──────── RECORDS FOR PROCESSING
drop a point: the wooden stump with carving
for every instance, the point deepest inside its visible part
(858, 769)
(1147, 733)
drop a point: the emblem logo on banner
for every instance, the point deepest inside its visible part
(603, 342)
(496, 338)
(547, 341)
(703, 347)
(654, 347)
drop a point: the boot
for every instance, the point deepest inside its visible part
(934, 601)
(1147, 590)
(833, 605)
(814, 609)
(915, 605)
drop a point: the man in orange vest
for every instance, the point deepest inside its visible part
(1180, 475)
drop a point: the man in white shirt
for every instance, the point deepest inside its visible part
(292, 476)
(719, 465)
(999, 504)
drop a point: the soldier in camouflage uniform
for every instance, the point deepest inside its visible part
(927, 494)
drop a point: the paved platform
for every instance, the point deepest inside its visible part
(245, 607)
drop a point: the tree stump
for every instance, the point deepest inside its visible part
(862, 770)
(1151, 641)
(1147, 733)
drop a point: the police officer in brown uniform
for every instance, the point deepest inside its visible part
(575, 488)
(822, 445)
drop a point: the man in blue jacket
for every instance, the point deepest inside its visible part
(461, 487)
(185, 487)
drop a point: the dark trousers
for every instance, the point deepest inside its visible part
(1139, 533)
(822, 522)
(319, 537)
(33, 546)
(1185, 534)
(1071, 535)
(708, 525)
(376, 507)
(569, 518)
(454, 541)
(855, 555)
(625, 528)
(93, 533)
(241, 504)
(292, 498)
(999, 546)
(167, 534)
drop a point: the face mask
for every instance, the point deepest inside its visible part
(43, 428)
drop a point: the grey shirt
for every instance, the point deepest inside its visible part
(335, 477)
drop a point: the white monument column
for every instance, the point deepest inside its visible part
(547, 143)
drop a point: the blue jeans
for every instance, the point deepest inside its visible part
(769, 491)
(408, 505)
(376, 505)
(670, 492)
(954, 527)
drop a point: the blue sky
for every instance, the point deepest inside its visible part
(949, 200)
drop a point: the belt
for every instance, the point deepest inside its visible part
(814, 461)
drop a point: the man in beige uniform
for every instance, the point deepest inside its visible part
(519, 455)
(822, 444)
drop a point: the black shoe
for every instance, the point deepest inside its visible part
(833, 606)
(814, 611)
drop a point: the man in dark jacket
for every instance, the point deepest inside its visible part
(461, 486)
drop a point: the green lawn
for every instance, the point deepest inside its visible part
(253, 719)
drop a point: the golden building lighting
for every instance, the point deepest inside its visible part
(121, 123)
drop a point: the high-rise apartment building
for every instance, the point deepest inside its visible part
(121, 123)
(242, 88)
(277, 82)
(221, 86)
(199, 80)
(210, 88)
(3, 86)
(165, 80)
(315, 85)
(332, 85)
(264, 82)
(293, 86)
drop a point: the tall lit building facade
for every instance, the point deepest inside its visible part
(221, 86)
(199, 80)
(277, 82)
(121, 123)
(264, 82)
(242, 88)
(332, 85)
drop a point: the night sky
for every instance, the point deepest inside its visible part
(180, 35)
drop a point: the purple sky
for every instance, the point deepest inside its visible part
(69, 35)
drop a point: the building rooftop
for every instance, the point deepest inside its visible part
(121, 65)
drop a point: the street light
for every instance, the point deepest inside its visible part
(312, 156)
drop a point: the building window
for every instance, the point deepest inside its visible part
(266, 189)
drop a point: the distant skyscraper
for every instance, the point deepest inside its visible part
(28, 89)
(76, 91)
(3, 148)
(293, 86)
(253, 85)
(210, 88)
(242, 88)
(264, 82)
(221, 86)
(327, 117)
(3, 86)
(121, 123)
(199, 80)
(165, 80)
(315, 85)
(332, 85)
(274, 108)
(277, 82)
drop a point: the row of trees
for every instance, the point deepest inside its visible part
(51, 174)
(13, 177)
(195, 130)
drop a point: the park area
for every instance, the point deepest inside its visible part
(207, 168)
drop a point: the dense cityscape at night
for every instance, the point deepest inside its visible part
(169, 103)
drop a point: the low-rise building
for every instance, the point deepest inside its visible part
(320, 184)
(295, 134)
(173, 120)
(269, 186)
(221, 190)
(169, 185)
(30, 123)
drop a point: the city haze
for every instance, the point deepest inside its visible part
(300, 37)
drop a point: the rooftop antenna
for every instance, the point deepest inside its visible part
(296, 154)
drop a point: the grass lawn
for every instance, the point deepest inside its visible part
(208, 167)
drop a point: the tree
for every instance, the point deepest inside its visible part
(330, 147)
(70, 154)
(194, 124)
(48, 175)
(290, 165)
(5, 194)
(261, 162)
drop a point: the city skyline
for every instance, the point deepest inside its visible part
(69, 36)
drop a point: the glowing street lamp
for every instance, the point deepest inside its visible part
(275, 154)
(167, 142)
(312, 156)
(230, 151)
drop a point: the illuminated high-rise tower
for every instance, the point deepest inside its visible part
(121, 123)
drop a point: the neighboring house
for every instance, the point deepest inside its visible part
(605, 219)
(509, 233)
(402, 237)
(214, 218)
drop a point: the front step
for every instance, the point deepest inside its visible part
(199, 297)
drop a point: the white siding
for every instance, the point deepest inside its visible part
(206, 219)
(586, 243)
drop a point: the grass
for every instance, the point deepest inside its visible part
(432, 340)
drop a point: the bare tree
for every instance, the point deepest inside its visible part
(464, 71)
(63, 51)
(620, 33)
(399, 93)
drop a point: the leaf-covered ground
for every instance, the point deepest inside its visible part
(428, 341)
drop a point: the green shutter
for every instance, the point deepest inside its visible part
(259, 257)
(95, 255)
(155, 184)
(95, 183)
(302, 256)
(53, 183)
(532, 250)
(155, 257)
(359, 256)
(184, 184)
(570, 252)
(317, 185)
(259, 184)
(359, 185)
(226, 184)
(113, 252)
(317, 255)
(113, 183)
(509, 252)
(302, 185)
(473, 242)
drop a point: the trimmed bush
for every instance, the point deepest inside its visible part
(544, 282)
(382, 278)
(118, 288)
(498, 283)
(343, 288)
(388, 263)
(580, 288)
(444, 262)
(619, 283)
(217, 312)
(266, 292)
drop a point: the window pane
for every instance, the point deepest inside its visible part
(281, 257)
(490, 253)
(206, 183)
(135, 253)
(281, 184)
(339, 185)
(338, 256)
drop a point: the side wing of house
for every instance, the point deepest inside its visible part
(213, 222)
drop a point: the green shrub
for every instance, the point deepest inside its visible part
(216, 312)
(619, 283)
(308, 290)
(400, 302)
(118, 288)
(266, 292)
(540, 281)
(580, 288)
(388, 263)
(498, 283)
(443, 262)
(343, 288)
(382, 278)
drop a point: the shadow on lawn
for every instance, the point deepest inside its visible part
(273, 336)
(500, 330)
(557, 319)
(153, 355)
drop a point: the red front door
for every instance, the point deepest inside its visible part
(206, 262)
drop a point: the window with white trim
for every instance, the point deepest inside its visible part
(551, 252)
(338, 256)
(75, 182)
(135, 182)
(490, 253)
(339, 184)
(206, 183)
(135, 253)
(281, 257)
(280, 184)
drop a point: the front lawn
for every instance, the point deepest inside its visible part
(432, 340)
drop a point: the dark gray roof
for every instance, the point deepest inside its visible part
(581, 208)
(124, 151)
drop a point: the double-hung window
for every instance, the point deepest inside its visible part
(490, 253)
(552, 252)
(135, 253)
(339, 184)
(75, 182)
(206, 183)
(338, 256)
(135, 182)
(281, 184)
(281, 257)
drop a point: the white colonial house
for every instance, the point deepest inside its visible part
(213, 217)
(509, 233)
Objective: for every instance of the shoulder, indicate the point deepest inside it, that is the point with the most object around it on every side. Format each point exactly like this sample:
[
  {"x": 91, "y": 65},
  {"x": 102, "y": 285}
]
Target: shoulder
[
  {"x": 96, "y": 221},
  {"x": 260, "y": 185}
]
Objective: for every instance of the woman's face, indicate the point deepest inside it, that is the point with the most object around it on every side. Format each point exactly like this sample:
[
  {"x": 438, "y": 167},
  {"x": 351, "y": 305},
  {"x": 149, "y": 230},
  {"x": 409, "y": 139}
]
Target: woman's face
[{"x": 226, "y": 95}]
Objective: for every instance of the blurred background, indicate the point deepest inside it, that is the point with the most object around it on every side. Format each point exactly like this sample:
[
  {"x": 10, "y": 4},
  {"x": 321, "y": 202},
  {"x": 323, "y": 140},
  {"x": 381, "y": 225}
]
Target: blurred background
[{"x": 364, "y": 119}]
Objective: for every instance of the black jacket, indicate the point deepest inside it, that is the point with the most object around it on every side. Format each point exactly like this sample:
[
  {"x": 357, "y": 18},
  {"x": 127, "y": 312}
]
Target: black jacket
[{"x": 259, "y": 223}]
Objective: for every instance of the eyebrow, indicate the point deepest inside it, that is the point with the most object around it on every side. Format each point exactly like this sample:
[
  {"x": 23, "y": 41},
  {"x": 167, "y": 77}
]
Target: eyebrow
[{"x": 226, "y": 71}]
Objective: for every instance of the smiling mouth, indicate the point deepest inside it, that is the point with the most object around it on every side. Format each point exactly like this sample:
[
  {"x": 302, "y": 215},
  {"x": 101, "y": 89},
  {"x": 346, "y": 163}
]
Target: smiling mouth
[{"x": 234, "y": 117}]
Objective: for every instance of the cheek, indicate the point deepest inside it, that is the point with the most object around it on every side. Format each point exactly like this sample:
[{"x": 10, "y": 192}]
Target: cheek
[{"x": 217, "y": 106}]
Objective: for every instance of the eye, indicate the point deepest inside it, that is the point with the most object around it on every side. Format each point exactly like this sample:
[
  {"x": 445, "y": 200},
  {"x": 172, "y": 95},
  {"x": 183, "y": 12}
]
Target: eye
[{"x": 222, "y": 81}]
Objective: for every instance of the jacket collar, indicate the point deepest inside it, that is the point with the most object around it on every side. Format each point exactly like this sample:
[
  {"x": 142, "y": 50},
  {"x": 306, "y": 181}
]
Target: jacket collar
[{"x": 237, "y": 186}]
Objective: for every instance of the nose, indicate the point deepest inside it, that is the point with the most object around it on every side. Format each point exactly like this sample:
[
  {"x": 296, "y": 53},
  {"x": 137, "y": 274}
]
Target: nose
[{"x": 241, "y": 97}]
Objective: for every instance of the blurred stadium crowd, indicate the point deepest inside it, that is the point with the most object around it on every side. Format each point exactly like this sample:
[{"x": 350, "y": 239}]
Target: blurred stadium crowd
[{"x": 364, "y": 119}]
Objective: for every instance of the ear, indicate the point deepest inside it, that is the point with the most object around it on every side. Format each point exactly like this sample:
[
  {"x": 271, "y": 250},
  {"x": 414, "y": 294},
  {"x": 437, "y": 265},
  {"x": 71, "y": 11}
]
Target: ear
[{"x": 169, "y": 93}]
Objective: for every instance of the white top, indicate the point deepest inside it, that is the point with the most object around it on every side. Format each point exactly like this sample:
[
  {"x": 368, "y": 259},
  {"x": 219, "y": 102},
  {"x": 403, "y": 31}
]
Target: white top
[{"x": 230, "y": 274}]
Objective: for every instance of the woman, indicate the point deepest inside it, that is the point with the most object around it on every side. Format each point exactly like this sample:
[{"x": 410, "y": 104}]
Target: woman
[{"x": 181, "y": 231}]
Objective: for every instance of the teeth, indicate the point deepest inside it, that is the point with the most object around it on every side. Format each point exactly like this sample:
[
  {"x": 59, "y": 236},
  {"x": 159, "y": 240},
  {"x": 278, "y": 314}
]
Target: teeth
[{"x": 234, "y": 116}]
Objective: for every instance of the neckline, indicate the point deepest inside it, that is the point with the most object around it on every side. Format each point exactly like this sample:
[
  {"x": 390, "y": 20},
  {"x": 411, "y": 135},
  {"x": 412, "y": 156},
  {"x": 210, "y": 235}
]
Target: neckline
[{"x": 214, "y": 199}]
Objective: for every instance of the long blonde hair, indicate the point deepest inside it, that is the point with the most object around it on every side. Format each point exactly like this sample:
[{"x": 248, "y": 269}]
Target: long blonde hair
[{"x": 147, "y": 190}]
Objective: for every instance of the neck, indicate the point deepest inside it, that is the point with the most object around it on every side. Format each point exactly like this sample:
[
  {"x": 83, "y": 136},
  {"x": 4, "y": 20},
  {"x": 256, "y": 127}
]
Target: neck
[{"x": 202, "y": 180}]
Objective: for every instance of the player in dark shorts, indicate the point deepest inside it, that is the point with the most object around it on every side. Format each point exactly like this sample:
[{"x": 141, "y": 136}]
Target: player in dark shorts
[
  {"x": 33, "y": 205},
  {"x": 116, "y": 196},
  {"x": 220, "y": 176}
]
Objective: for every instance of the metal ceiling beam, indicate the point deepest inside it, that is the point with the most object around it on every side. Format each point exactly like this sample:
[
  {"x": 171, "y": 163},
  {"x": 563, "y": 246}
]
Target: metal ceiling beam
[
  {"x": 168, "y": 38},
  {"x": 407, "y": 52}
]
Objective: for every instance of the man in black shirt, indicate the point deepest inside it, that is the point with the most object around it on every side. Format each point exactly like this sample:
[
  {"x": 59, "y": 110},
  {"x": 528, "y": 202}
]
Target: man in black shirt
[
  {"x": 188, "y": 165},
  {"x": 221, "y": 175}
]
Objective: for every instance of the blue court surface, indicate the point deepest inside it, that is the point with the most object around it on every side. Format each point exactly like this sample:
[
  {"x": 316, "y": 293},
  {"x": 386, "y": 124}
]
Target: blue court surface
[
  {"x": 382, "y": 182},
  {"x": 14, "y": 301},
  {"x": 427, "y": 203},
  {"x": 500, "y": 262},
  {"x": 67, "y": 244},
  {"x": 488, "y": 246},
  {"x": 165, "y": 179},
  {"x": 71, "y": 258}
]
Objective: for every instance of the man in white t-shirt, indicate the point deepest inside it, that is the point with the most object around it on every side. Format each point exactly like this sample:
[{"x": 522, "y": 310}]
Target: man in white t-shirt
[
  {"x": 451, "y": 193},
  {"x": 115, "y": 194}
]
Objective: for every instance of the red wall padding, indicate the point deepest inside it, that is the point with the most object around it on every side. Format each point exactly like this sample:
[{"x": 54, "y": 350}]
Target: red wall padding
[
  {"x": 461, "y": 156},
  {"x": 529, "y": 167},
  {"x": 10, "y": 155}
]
────────────────
- **WORK REQUIRED**: I'd like the number of lines above that contain the word "building", and nothing besides that number.

- **RESULT**: 6